Contour labeling entries:
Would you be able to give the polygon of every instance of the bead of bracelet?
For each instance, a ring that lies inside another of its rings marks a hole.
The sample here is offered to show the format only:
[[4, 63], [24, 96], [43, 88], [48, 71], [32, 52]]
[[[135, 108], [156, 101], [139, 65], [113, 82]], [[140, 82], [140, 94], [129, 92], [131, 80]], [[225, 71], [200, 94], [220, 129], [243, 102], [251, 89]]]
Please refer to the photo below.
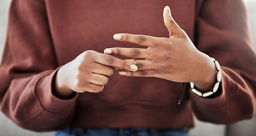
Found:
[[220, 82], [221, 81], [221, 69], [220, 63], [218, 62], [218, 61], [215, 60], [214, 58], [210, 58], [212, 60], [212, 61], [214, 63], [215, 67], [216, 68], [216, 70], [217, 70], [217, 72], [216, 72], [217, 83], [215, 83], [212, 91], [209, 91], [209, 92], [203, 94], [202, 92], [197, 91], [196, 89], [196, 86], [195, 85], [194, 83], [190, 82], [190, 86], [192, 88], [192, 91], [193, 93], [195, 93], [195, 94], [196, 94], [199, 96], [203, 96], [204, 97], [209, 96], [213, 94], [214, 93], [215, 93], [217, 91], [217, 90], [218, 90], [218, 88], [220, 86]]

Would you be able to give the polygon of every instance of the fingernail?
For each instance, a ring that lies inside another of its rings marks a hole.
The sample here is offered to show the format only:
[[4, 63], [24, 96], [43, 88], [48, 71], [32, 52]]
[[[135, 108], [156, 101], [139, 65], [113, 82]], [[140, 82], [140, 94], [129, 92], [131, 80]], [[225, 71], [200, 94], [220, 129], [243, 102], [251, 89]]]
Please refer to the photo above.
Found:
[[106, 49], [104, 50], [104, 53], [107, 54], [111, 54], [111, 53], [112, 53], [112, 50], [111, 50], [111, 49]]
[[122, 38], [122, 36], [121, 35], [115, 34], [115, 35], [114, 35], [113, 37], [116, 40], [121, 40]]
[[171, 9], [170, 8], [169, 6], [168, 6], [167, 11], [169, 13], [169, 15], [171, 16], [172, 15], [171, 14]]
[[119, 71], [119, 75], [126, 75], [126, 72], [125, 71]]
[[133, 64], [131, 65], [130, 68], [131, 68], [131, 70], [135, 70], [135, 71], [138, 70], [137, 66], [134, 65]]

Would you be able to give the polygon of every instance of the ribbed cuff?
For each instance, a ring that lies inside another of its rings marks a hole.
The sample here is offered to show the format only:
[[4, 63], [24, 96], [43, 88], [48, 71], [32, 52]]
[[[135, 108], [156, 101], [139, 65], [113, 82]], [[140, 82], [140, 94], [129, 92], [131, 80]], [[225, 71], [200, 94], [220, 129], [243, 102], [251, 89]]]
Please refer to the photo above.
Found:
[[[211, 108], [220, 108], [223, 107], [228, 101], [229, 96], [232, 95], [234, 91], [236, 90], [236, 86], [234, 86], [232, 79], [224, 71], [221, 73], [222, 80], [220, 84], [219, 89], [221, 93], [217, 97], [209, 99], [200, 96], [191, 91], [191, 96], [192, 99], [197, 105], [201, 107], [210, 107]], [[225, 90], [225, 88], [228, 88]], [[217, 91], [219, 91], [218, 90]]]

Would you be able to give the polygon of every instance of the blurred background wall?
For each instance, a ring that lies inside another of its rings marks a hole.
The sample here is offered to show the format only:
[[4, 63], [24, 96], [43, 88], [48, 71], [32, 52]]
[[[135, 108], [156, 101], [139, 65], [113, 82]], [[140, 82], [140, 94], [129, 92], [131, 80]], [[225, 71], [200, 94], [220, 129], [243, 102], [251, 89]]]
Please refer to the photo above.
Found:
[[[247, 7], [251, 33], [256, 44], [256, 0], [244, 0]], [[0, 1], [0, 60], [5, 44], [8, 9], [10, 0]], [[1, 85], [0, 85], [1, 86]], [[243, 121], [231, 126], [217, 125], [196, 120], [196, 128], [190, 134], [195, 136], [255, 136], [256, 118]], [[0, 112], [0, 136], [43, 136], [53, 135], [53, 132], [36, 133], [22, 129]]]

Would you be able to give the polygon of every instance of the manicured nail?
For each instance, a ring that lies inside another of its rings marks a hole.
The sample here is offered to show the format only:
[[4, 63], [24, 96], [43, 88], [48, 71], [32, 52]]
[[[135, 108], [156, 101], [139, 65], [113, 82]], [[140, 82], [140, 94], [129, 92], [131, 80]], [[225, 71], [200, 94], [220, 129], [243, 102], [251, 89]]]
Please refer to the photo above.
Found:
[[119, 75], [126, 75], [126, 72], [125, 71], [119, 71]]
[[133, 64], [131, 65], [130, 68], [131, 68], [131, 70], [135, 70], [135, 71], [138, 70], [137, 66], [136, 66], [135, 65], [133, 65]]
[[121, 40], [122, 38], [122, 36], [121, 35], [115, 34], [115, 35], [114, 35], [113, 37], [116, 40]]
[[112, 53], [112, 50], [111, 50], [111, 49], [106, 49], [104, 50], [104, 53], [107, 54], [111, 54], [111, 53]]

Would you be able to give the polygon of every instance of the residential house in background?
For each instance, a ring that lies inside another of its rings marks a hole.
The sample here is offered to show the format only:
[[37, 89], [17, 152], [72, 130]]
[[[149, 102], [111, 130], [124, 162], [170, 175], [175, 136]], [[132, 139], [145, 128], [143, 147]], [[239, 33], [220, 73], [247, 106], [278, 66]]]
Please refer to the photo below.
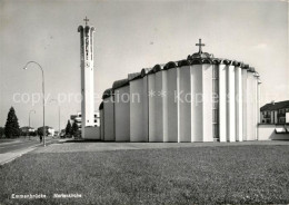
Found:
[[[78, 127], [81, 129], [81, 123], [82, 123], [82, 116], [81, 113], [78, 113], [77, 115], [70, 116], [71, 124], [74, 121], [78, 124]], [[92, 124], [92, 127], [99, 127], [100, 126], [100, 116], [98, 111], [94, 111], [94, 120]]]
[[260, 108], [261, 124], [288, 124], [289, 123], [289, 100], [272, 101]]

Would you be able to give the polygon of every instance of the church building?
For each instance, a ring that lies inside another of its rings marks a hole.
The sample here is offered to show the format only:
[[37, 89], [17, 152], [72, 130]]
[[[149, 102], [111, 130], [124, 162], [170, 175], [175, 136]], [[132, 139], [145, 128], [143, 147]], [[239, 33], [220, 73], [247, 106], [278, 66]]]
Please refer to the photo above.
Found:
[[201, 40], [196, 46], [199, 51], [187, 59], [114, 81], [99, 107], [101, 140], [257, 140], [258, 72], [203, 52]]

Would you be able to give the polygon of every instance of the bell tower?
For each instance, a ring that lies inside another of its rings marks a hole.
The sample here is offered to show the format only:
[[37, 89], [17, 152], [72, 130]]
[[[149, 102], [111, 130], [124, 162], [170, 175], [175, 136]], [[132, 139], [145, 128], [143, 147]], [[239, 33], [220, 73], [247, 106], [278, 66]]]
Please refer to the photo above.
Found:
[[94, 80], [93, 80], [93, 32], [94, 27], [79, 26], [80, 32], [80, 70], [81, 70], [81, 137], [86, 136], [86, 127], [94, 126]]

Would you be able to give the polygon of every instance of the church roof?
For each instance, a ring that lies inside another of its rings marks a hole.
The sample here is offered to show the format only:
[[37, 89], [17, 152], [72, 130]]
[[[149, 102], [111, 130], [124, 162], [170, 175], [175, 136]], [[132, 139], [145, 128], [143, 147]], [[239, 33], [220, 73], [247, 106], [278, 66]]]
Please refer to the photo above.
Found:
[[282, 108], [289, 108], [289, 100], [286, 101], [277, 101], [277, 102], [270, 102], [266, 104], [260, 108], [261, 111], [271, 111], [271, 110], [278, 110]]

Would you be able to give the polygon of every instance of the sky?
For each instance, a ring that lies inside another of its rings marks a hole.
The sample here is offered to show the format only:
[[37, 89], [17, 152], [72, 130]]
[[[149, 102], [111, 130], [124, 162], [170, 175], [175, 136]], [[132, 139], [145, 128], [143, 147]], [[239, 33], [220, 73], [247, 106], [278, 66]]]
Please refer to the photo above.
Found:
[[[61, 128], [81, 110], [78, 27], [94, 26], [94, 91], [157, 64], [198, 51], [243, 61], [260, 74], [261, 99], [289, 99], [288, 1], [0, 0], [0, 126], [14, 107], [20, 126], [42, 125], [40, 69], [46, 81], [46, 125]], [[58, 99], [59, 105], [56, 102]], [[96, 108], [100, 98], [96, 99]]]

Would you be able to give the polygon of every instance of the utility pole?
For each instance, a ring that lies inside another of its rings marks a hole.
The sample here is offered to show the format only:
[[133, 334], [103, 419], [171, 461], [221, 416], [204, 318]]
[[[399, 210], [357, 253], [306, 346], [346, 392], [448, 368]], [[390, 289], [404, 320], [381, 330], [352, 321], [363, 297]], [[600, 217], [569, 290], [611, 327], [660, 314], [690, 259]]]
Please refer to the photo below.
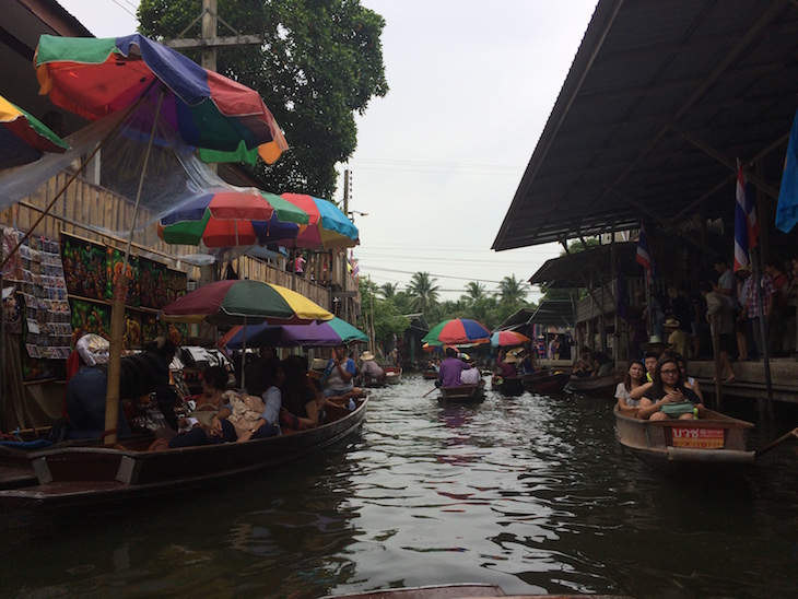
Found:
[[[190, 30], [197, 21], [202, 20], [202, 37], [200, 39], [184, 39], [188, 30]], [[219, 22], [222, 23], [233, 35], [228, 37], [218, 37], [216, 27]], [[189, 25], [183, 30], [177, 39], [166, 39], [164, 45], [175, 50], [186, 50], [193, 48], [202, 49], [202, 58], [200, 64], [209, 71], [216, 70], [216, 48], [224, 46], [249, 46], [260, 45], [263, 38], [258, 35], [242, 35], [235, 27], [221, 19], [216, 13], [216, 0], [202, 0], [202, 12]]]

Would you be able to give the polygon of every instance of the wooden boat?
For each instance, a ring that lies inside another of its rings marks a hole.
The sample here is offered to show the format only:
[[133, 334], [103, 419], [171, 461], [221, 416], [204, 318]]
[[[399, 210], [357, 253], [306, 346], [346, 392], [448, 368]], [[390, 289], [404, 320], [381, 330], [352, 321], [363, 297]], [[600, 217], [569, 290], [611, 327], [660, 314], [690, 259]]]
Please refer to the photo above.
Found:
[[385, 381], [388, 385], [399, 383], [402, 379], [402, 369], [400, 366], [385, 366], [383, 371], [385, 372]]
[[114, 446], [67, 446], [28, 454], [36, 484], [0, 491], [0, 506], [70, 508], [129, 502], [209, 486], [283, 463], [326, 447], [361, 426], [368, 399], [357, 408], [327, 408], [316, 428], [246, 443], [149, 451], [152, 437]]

Objective: Rewrite the rows starting at the line that has "blurred background wall?" and ending after the line that has "54], [111, 53]]", changing "polygon" to "outline" and leaving everything else as it is.

Answer for the task:
Would you be able to give the outline of every instance of the blurred background wall?
For each instance, a ring that lies inside another of its rings marks a hole.
The sample here is offered to show the format only:
[[4, 63], [24, 96], [43, 88], [48, 71], [32, 52]]
[[[135, 108], [156, 101], [139, 65], [113, 82]], [[140, 82], [140, 94], [129, 92], [131, 80]], [[225, 71], [200, 94], [220, 129], [243, 102], [251, 89]]]
Please refer to the photo above.
Found:
[[[247, 7], [251, 33], [256, 44], [256, 0], [244, 0]], [[0, 1], [0, 60], [5, 44], [8, 9], [10, 0]], [[1, 85], [0, 85], [1, 86]], [[243, 121], [231, 126], [217, 125], [196, 120], [196, 128], [190, 134], [195, 136], [255, 136], [256, 118]], [[0, 112], [0, 136], [43, 136], [53, 135], [53, 132], [36, 133], [22, 129]]]

Would you be able to give the outline of every instance of the manicured nail?
For each instance, a ring that lies inside another of its rings marks a hole.
The sample here is offered to show the format only:
[[4, 63], [24, 96], [43, 88], [48, 71], [32, 52]]
[[[135, 108], [156, 101], [139, 65], [113, 82]], [[140, 82], [140, 94], [129, 92], [131, 80]], [[225, 71], [200, 94], [220, 129], [243, 102], [251, 89]]]
Please refer to the photo above.
Found:
[[119, 75], [126, 75], [126, 72], [125, 71], [119, 71]]
[[133, 64], [131, 65], [130, 68], [131, 68], [131, 70], [135, 70], [135, 71], [138, 70], [137, 66], [136, 66], [135, 65], [133, 65]]
[[121, 40], [122, 38], [122, 36], [121, 35], [115, 34], [115, 35], [114, 35], [113, 37], [116, 40]]
[[112, 53], [112, 50], [111, 50], [111, 49], [106, 49], [104, 50], [104, 53], [107, 54], [111, 54], [111, 53]]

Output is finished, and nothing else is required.